Metamath Proof Explorer

Theorem fusgrn0eqdrusgr

Description: If all vertices in a nonempty finite simple graph have the same (finite) degree, the graph is k-regular. (Contributed by AV, 26-Dec-2020)

Ref Expression
Hypotheses isrusgr0.v 
|- V = ( Vtx ` G )
isrusgr0.d 
|- D = ( VtxDeg ` G )
Assertion fusgrn0eqdrusgr 
|- ( ( G e. FinUSGraph /\ V =/= (/) ) -> ( A. v e. V ( D ` v ) = K -> G RegUSGraph K ) )

Proof

Step Hyp Ref Expression
1 isrusgr0.v 
 |-  V = ( Vtx ` G )

______________________________

▸ **Requirements**:
Rewrite the paragraph on the theorem page that begins "Description: If all vertices" as a shorter sentence, keeping its main facts. The data that follows is separate material, unrelated to the theorem page.

______________________________

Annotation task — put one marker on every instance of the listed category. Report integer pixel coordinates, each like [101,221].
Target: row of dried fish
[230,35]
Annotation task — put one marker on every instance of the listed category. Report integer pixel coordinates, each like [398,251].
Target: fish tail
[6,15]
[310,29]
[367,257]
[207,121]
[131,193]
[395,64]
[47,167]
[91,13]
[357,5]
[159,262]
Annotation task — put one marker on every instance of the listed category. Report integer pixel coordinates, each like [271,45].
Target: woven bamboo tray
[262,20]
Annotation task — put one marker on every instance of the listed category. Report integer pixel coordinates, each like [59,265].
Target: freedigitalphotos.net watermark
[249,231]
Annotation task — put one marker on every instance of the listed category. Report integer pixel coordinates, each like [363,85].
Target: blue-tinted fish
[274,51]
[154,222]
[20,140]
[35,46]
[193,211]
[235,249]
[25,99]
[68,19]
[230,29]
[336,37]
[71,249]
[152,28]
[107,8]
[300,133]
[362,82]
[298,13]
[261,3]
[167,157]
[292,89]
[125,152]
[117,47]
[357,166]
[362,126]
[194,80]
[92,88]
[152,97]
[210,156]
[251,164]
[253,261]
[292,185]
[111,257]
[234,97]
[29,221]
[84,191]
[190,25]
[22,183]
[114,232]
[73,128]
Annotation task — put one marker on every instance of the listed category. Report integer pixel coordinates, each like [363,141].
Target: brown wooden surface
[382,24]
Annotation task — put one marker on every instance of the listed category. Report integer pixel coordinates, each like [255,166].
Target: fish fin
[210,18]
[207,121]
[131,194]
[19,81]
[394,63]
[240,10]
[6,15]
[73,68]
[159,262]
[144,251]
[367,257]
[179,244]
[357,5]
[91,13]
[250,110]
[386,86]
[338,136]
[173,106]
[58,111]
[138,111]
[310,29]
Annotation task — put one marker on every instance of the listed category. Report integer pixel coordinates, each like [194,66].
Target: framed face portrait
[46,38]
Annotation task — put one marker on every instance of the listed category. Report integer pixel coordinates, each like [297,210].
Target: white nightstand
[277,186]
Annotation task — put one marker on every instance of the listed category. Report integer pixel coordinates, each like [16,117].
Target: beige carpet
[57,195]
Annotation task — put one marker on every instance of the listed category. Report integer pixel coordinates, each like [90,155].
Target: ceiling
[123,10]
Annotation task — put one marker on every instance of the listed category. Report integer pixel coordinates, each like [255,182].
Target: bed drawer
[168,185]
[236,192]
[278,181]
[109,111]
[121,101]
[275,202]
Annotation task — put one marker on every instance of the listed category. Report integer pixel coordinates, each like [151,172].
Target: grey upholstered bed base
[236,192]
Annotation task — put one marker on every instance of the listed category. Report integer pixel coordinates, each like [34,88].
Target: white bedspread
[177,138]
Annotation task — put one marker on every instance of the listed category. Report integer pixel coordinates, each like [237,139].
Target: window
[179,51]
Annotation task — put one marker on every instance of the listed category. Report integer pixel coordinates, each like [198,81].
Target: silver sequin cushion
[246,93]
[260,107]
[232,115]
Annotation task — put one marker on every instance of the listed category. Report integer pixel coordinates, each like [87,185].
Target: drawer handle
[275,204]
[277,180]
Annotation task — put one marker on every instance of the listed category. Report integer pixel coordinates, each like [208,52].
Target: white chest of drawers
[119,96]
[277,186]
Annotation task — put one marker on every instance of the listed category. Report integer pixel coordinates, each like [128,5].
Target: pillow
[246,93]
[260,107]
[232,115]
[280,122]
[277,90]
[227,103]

______________________________

▸ **In response**:
A nonempty finite simple graph whose vertices all have the same finite degree is k-regular (contributed by AV on 26-Dec-2020).